--- CONSIGNES ---
**A.** Recopiez sans rien modifier le passage du texte sur le micro-travail derrière l'IA qui va de « Professeur de sociologie » jusqu'à « renforce sa précarisation. » inclus.
**B.** Dans le texte sur le micro-travail derrière l'IA, énumérez les types de micro-tâches que décrivent les recherches.
**C.** Selon le texte sur le micro-travail derrière l'IA, à quelle plateforme a-t-on sous-traité le recrutement des travailleurs kenyans ?
------ TEXTE EXTRAIT
«L’IA ne remplacera pas le travail humain, mais elle l’a déjà précarisé»
Le scandale des travailleurs kenyans qui expurgent les contenus servant à l’entrainement de ChatGPT a mis en lumière le rôle du micro-travail sous-payé derrière les IA. Sociologue et spécialiste de cette question, Antonio Casilli explique à Heidi.news l’ampleur insoupçonnée de ce phénomène invisible.
Professeur de sociologie à l’Institut Polytechnique de Paris, Antonio Casilli s’intéresse depuis plus de vingt ans aux usages des technologies numériques. Progressivement, ses recherches se sont orientées vers le «digital labor»: les travailleurs du clic, les invisibles de l’économie numérique que décrit son livre paru en 2019, «En attendant les robots: Enquête sur le travail du clic». Antonio Casilli explique à Heidi.news pourquoi l’intelligence artificielle n’augure pas la disparition du travail, mais renforce sa précarisation.
Sur la base de nombreuses enquêtes de terrain, ces recherches décrivent les micro-tâches d’annotation, de vérification et parfois d’imitation de l’IA. En dépit de leur invisibilité, elles jouent un rôle crucial dans le développement d’applications comme ChatGPT et leur nombre explose.
Heidi.news — Quel est le rôle du travail humain dans les IA et en particulier les IA génératives comme ChatGPT?
Antonio Casilli — Il y a actuellement beaucoup de débats sur les métiers qui pourraient prétendument disparaître à cause des IA, mais la première question est celle de la persistance du travail humain dans le développement de ces programmes.
Ces technologies sont largement basées sur l’apprentissage automatique ou machine learning. Cela demande des quantités énormes de données. Mais celles-ci ne sont pas toujours de bonne qualité. Par exemple, OpenAI (le développeur de ChatGPT, ndlr.) s’est servi des données de Common Crawl. Celle-ci effectue des récoltes pour fournir des instantanés du web dans lesquels vous allez trouver des informations de qualité très différentes, entre disons Wikipedia et Reddit. D’où l’exigence de sous-traiter à une autre plateforme, Sama, le recrutement de travailleurs kenyans qui, selon une enquête de Time, filtraient les données à la source afin d’éviter que les contenus les plus problématiques n’entrent dans le modèle de ChatGPT.
------------
------ EXTRAIT DES DONNÉES
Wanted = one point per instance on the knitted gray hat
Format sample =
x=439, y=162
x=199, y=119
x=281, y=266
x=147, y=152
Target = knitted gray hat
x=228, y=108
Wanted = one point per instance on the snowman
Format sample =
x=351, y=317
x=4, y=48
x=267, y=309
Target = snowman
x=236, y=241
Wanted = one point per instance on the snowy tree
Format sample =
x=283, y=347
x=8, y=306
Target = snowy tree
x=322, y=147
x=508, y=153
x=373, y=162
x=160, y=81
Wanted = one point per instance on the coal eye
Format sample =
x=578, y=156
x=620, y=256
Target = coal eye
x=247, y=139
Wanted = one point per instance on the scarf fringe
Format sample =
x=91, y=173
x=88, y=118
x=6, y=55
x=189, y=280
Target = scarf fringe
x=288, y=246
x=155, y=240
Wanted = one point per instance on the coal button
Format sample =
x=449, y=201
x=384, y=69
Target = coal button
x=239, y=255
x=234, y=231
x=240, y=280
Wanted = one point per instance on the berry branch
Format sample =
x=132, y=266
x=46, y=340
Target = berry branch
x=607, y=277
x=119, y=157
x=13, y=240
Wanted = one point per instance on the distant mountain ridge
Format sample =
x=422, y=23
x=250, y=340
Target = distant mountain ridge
------------
--- CORRIGÉ ---
**A.**
Professeur de sociologie à l’Institut Polytechnique de Paris, Antonio Casilli s’intéresse depuis plus de vingt ans aux usages des technologies numériques. Progressivement, ses recherches se sont orientées vers le «digital labor»: les travailleurs du clic, les invisibles de l’économie numérique que décrit son livre paru en 2019, «En attendant les robots: Enquête sur le travail du clic». Antonio Casilli explique à Heidi.news pourquoi l’intelligence artificielle n’augure pas la disparition du travail, mais renforce sa précarisation.

**B.**
- L'annotation
- La vérification
- L'imitation de l'IA

**C.** À la plateforme Sama.